*EXERCISE BRIEF*
Rewrite all the items below with "sample layout" replaced by "example format" everywhere, keeping everything else the same. Leave the pictures out of your answer.

(Object point labels)
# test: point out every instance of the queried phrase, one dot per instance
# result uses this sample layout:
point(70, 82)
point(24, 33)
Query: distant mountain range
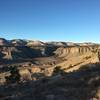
point(21, 42)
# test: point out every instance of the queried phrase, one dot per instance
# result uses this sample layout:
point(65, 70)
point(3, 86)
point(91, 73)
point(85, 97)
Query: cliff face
point(75, 51)
point(75, 57)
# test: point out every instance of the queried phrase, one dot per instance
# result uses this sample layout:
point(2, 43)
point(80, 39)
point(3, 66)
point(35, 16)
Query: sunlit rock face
point(75, 57)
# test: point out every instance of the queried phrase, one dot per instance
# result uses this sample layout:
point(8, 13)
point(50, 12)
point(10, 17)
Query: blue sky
point(50, 20)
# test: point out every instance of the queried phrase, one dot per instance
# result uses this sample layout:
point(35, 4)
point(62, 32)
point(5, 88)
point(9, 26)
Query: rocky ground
point(34, 70)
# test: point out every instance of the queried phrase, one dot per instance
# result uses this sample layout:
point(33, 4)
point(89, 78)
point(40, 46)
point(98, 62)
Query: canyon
point(49, 70)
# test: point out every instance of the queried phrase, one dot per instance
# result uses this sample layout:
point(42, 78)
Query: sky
point(50, 20)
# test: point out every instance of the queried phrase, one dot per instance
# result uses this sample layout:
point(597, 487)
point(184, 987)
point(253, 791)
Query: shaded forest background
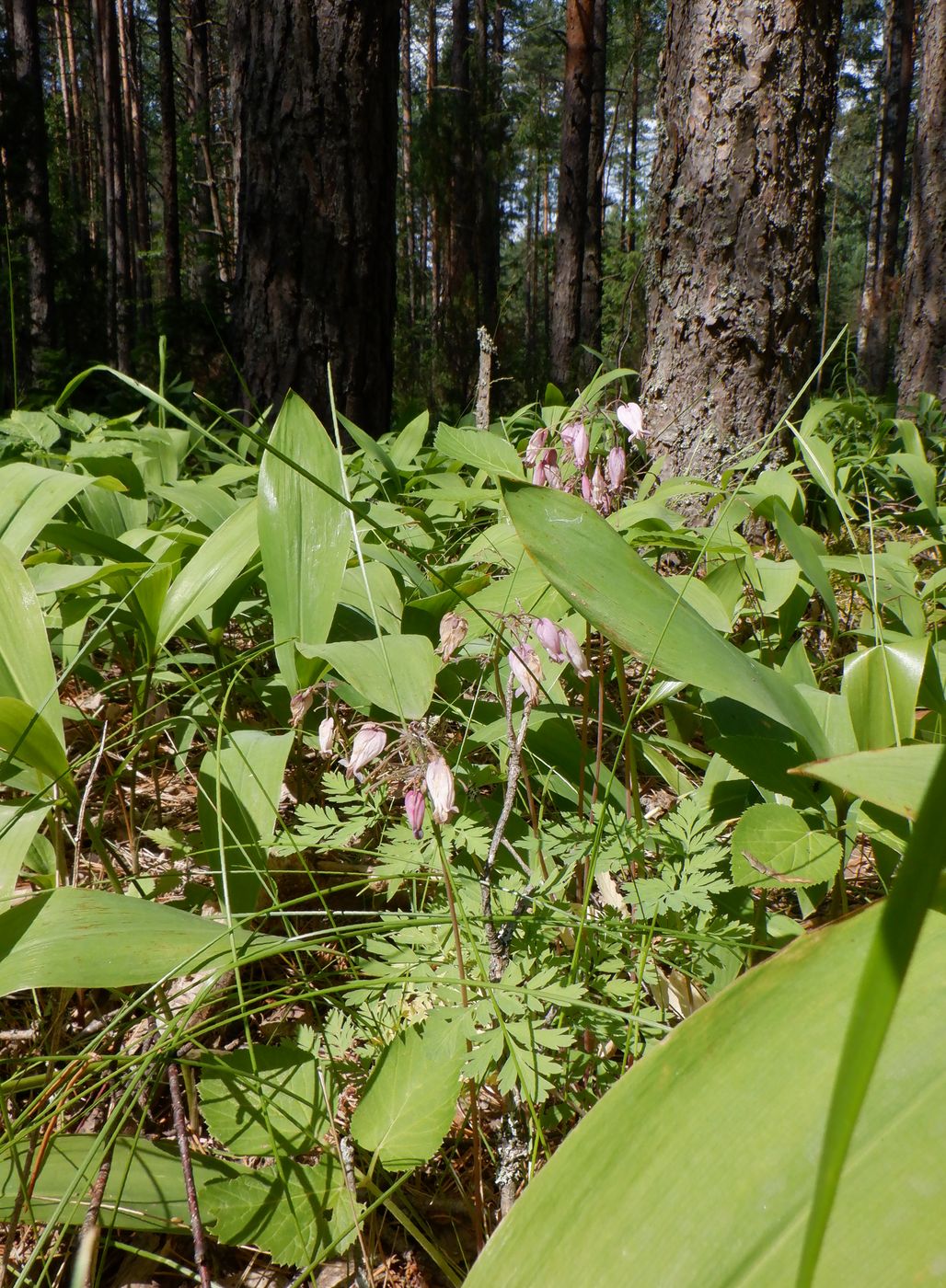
point(486, 167)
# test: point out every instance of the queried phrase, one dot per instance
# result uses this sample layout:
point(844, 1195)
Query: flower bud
point(414, 807)
point(598, 489)
point(327, 736)
point(547, 634)
point(580, 446)
point(525, 665)
point(575, 652)
point(631, 418)
point(440, 785)
point(369, 742)
point(617, 467)
point(535, 446)
point(453, 634)
point(299, 705)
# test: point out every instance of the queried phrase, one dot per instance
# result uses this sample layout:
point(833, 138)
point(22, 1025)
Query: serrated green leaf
point(410, 1098)
point(774, 846)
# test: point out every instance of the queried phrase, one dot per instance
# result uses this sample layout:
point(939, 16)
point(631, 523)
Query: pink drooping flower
point(631, 418)
point(453, 634)
point(580, 446)
point(327, 736)
point(535, 446)
point(575, 652)
point(414, 807)
point(548, 635)
point(299, 705)
point(525, 665)
point(617, 467)
point(369, 742)
point(440, 786)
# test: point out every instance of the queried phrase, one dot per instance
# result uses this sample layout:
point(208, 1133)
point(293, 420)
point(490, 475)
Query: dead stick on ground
point(200, 1248)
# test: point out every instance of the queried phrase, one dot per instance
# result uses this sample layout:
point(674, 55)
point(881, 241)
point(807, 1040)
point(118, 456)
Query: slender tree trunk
point(316, 93)
point(460, 283)
point(922, 358)
point(169, 157)
point(634, 125)
point(589, 318)
point(572, 187)
point(881, 261)
point(745, 113)
point(406, 132)
point(119, 282)
point(436, 210)
point(28, 179)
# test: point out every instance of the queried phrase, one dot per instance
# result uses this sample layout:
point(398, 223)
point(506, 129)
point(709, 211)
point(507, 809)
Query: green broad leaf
point(479, 450)
point(266, 1101)
point(409, 442)
point(708, 604)
point(18, 826)
point(29, 738)
point(922, 474)
point(808, 551)
point(210, 570)
point(296, 1214)
point(894, 778)
point(617, 592)
point(882, 991)
point(305, 535)
point(26, 661)
point(379, 598)
point(881, 685)
point(144, 1189)
point(396, 673)
point(237, 805)
point(740, 1092)
point(29, 499)
point(202, 499)
point(410, 1098)
point(76, 937)
point(774, 846)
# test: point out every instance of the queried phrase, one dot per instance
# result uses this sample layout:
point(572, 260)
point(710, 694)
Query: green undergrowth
point(372, 811)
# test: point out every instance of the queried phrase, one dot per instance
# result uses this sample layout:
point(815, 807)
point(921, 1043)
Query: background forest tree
point(524, 134)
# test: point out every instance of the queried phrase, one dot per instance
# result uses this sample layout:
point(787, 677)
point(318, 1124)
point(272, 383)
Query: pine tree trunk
point(589, 319)
point(316, 92)
point(922, 358)
point(745, 112)
point(572, 189)
point(881, 261)
point(406, 171)
point(26, 177)
point(169, 157)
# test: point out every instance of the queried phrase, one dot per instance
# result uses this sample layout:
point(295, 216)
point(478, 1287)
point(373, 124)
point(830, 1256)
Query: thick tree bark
point(406, 167)
point(116, 236)
point(589, 316)
point(922, 358)
point(169, 156)
point(28, 179)
point(745, 112)
point(316, 92)
point(572, 187)
point(881, 261)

*SOLUTION TO THIS EXERCISE*
# test: point out every instance of the queried phrase, one dot per instance
# result uses this example format:
point(70, 82)
point(24, 33)
Query: distant mountain range
point(21, 42)
# test: point out every instance of the queried phrase, one dot per instance
# result uses this example format:
point(65, 70)
point(3, 86)
point(91, 73)
point(85, 97)
Query: cliff face
point(75, 51)
point(75, 57)
# test: point out every instance of the queried phrase, one dot per instance
# result uses this example format:
point(2, 43)
point(80, 39)
point(3, 66)
point(35, 16)
Query: sunlit rock face
point(75, 57)
# test: point out every instance of the queried phrase, one dot per instance
# result uses this example format:
point(8, 13)
point(50, 12)
point(10, 17)
Query: blue sky
point(50, 20)
# test: point out every instance of the queried phrase, one dot per instance
# result uses this example format:
point(35, 4)
point(62, 32)
point(5, 88)
point(9, 26)
Query: rocky ground
point(34, 70)
# test: point out every instance of the queried phrase, one dot per instance
# result uses this example format:
point(33, 4)
point(89, 78)
point(40, 46)
point(98, 62)
Query: canyon
point(49, 70)
# test: point out every instance of the queried phrase, one dot per instance
# result uses this example format:
point(42, 78)
Query: sky
point(50, 20)
# test: point out every instance of the queried phrase, one dot per instance
# result uses this example format:
point(597, 487)
point(184, 987)
point(253, 791)
Query: shaded forest background
point(486, 167)
# test: point out every instance of the queried phrase, one dot per instance
# result uses this example format:
point(844, 1195)
Query: flower bud
point(414, 807)
point(598, 489)
point(327, 736)
point(547, 634)
point(580, 446)
point(525, 665)
point(575, 652)
point(631, 418)
point(440, 785)
point(369, 742)
point(617, 467)
point(535, 446)
point(453, 634)
point(299, 705)
# test: point out every instance of the queried phrase, one dot per instance
# result uses this example format:
point(833, 138)
point(22, 1025)
Query: serrated green leaf
point(410, 1098)
point(774, 846)
# test: point out every instance of the queried phrase, one dot per instance
# result uses this example format:
point(939, 16)
point(631, 523)
Query: pink drooping flower
point(631, 418)
point(453, 634)
point(580, 446)
point(327, 736)
point(535, 446)
point(575, 652)
point(414, 807)
point(548, 635)
point(299, 705)
point(525, 665)
point(617, 467)
point(369, 742)
point(440, 786)
# test: point out every instance of the queried phrase, one dot per instance
# result uses this example format:
point(208, 1133)
point(293, 420)
point(490, 475)
Query: dead stick on ground
point(200, 1248)
# test: point out every instance of the queried phrase, one dot per instance
# result uses this example format:
point(674, 55)
point(881, 241)
point(807, 1040)
point(118, 456)
Query: slender tree trunk
point(316, 93)
point(460, 283)
point(922, 358)
point(169, 157)
point(634, 125)
point(589, 318)
point(572, 187)
point(881, 261)
point(745, 113)
point(406, 132)
point(119, 282)
point(436, 210)
point(28, 179)
# test: point out every instance of the queried phrase, one dot per instance
# result uses this example format:
point(398, 223)
point(506, 129)
point(709, 211)
point(507, 809)
Query: green broad leaf
point(479, 450)
point(266, 1101)
point(409, 442)
point(708, 604)
point(18, 826)
point(29, 738)
point(922, 474)
point(808, 551)
point(210, 570)
point(296, 1214)
point(894, 778)
point(617, 592)
point(882, 991)
point(305, 535)
point(26, 661)
point(379, 598)
point(881, 685)
point(144, 1189)
point(396, 673)
point(237, 805)
point(740, 1092)
point(29, 499)
point(202, 499)
point(410, 1098)
point(76, 937)
point(774, 846)
# test: point out every instance of the queried phrase, one dot per instance
# result uses this example format:
point(572, 260)
point(710, 694)
Query: green undergrowth
point(372, 811)
# test: point out every instance of the queried phrase, one dot per instance
# result uses this example format:
point(815, 807)
point(921, 1043)
Query: background forest tree
point(524, 134)
# test: point out every instance of the queried phrase, one dot per instance
# result uses this example format:
point(787, 677)
point(318, 1124)
point(272, 383)
Query: pine tree trunk
point(589, 319)
point(316, 92)
point(922, 358)
point(745, 112)
point(572, 189)
point(881, 261)
point(406, 171)
point(26, 177)
point(169, 157)
# test: point out every instance of the queried phrase, one dot per instance
# result uses this example format:
point(295, 216)
point(478, 1287)
point(373, 124)
point(830, 1256)
Query: thick tree bark
point(406, 167)
point(116, 236)
point(589, 316)
point(922, 358)
point(169, 156)
point(28, 179)
point(745, 112)
point(316, 92)
point(572, 187)
point(881, 261)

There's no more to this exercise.